Mediastinal Actinomycosis: A Rare Mediastinal Pseudotumour OD10-OD12
Flat No. 201, Indranil Heights, Jawaharlal Darda Marg, Rahate Colony, Nagpur-440022, Maharashtra, India.
Actinomycosis, once fairly common and often catastrophic, has now become an occasional infection in the era of antibiotics. The infection is caused by a branching Gram-positive, facultative anaerobic microorganism Actinomycetes. Various forms of the diseases in decreasing order of their frequency include cervico-facial form, abdomino-pelvic form and thoracic form. The thoracic involvement occurs in approximately 15% of all cases of actinomycosis. The disease presents with nonspecific signs and symptoms and therefore establishment of a definitive diagnosis with clinical and radiological investigations is difficult. The clinical and radiological picture mimics a number of other pulmonary conditions like cancer, tuberculosis, lung abscess and pneumonia. To reach at a definitive diagnosis one needs to have a high degree of suspicion and carry out histopathological studies in order to look for colonies of Actinomycetes as well as sulphur granules which are pathognomic for the infection. Here is a case of a 48-year-old diabetic male presenting with complaints of pain and swelling of neck, fever, dysphagia, dyspnea and cough with a mediastinal tumour like appearance on chest radiography. The patient underwent various noninvasive and invasive diagnostic modalities that included Contrast Enhanced Computed Tomography (CECT), Ultrasonography (USG) of thorax and histopathological examination of the cervical lymph nodes (level 2 and 3). The disease process was initially thought to be tubercular or malignant in origin which later turned out to be an actinomycotic lesion which was confirmed on the histopathological study of the lymph node specimen, that responded to antibiotics over a period of few months.

> [Material provided]:
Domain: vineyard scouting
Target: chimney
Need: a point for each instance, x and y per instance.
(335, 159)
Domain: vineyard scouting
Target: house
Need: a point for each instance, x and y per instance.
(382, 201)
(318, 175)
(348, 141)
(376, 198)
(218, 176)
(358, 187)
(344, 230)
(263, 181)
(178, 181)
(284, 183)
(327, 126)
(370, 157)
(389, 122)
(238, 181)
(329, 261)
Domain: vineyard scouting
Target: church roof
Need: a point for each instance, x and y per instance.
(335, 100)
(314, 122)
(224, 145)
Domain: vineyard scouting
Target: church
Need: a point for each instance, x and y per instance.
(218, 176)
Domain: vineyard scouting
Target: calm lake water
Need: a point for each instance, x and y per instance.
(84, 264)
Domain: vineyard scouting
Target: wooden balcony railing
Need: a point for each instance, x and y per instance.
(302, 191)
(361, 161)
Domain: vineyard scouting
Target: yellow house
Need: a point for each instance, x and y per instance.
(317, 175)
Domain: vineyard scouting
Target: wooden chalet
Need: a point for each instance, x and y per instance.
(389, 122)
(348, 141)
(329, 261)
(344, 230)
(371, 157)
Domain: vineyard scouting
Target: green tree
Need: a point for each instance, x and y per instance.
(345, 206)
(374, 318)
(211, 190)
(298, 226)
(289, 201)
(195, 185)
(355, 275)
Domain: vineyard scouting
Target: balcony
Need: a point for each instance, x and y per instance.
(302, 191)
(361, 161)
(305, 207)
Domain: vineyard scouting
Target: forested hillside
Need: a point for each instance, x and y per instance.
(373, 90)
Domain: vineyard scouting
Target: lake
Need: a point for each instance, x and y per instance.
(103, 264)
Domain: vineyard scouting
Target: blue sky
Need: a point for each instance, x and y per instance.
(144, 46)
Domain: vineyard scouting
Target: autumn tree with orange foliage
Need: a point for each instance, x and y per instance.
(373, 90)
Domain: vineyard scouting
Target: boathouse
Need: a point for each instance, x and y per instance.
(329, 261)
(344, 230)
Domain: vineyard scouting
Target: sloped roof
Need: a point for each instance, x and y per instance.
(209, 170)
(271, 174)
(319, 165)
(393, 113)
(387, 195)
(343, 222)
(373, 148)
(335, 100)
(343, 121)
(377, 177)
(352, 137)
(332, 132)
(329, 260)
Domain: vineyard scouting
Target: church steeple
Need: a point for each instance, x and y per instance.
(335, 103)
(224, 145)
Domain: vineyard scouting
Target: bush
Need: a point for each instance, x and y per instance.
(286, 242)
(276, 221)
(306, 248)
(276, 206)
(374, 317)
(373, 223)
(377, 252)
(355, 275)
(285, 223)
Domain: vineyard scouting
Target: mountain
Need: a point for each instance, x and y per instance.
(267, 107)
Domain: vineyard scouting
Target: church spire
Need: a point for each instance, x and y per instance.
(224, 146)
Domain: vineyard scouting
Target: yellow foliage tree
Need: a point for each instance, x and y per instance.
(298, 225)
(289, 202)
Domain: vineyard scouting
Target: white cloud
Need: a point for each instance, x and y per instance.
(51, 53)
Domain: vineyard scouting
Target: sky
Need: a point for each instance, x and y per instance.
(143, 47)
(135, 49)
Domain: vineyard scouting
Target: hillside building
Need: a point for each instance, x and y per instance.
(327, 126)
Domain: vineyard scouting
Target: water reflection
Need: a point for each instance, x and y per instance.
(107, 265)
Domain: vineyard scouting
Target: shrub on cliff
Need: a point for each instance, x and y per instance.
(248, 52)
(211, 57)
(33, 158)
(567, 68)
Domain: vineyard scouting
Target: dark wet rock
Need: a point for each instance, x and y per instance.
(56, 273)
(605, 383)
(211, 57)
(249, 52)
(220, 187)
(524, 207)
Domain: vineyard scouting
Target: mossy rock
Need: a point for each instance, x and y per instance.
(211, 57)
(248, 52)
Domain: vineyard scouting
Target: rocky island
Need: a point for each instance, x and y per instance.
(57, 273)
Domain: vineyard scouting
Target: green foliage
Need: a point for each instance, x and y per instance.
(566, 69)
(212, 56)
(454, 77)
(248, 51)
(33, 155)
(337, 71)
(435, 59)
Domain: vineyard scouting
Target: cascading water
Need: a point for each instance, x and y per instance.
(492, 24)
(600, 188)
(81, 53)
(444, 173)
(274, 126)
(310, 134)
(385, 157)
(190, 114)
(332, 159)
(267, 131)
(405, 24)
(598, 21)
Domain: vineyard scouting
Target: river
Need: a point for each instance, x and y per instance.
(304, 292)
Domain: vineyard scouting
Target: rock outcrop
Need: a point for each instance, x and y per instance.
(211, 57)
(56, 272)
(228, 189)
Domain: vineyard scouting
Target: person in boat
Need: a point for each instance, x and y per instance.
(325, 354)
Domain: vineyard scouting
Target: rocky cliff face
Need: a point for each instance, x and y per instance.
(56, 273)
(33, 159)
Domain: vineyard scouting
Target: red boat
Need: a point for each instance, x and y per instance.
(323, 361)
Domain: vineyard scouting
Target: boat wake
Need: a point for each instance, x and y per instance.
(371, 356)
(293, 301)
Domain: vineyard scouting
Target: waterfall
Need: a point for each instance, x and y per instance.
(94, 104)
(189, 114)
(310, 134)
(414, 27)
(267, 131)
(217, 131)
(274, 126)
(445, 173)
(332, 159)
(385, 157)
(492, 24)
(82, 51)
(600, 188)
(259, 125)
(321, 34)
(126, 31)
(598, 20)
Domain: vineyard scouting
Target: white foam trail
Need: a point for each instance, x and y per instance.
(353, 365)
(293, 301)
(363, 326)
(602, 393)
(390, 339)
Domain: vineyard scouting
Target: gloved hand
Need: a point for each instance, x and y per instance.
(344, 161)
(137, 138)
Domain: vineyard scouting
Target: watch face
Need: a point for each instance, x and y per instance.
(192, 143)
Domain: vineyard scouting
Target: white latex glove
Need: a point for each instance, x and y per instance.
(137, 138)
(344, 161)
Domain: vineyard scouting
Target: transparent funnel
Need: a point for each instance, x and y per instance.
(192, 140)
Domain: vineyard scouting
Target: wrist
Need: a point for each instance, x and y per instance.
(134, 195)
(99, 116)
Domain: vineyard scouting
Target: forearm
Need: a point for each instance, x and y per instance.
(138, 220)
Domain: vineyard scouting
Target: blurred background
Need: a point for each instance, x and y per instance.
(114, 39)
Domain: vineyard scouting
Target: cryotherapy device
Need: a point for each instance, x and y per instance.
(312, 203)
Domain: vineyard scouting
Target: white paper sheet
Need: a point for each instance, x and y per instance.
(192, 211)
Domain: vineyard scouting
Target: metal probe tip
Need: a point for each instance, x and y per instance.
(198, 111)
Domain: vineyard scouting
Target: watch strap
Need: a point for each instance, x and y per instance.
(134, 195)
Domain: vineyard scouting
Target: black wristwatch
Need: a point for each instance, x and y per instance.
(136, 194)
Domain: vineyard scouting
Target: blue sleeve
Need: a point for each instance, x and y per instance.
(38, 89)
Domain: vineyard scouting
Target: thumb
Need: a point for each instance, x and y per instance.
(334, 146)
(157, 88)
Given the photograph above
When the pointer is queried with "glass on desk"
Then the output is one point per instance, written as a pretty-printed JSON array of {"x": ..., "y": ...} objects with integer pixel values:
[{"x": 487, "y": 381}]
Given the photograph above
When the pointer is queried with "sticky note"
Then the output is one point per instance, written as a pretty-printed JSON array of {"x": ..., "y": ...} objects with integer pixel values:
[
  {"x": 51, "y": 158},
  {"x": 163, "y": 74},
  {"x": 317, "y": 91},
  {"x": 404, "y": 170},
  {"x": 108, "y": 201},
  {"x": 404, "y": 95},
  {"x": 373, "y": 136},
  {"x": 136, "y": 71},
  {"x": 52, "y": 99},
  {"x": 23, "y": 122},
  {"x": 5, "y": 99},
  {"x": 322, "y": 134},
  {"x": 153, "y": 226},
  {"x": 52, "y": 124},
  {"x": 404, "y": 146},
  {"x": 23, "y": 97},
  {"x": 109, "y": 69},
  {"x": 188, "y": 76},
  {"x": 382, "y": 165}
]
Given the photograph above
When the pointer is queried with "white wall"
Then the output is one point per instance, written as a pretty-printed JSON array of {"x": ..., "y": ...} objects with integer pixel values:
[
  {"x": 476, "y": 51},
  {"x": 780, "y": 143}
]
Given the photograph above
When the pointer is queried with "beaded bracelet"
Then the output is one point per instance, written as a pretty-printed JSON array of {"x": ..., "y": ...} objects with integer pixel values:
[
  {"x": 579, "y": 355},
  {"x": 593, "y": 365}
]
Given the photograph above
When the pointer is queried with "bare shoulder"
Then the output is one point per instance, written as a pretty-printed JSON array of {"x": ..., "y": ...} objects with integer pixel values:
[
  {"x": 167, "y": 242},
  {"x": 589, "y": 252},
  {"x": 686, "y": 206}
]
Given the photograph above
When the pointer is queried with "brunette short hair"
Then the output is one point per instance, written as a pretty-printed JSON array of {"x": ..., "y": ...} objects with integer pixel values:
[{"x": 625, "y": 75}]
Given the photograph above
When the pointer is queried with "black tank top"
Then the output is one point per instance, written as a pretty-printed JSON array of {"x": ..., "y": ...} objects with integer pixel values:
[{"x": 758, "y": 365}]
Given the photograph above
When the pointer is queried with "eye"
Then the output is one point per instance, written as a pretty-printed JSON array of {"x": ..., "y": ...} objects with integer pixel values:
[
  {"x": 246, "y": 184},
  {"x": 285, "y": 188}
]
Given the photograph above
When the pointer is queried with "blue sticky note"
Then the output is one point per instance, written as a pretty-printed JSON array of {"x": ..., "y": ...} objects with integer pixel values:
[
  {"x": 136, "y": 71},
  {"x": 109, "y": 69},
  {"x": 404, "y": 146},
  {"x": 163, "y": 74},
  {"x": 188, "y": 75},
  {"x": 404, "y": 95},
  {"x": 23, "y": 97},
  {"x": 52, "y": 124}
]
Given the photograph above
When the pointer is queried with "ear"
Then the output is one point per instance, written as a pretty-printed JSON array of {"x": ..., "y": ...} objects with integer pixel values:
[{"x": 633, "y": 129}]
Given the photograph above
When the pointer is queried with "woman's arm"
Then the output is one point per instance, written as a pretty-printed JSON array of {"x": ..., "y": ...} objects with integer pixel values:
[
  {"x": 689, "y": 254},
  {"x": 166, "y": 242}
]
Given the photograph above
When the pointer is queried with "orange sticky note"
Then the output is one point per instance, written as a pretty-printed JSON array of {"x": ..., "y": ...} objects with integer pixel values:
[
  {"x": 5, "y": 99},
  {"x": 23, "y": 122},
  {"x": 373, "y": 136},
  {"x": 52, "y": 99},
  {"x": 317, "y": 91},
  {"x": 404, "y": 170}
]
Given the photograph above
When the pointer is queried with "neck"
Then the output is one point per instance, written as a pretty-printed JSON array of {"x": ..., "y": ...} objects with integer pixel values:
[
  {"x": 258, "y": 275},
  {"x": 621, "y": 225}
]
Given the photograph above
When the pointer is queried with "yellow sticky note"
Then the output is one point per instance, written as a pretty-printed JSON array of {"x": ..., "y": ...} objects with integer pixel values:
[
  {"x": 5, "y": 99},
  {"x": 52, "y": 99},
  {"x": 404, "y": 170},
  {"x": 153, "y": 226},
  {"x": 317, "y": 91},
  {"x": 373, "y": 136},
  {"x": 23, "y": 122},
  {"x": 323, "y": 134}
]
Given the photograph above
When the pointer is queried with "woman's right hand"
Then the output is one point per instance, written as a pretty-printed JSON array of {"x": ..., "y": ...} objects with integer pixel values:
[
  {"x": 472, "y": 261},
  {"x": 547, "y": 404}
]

> [Exercise 1]: In the mediastinal actinomycosis abstract, what share of all actinomycosis cases involve the thorax?
> [Exercise 2]: Please list every pulmonary condition that the mediastinal actinomycosis abstract says the disease's clinical and radiological picture mimics.

> [Task answer 1]: Approximately 15%

> [Task answer 2]: Cancer, tuberculosis, lung abscess, and pneumonia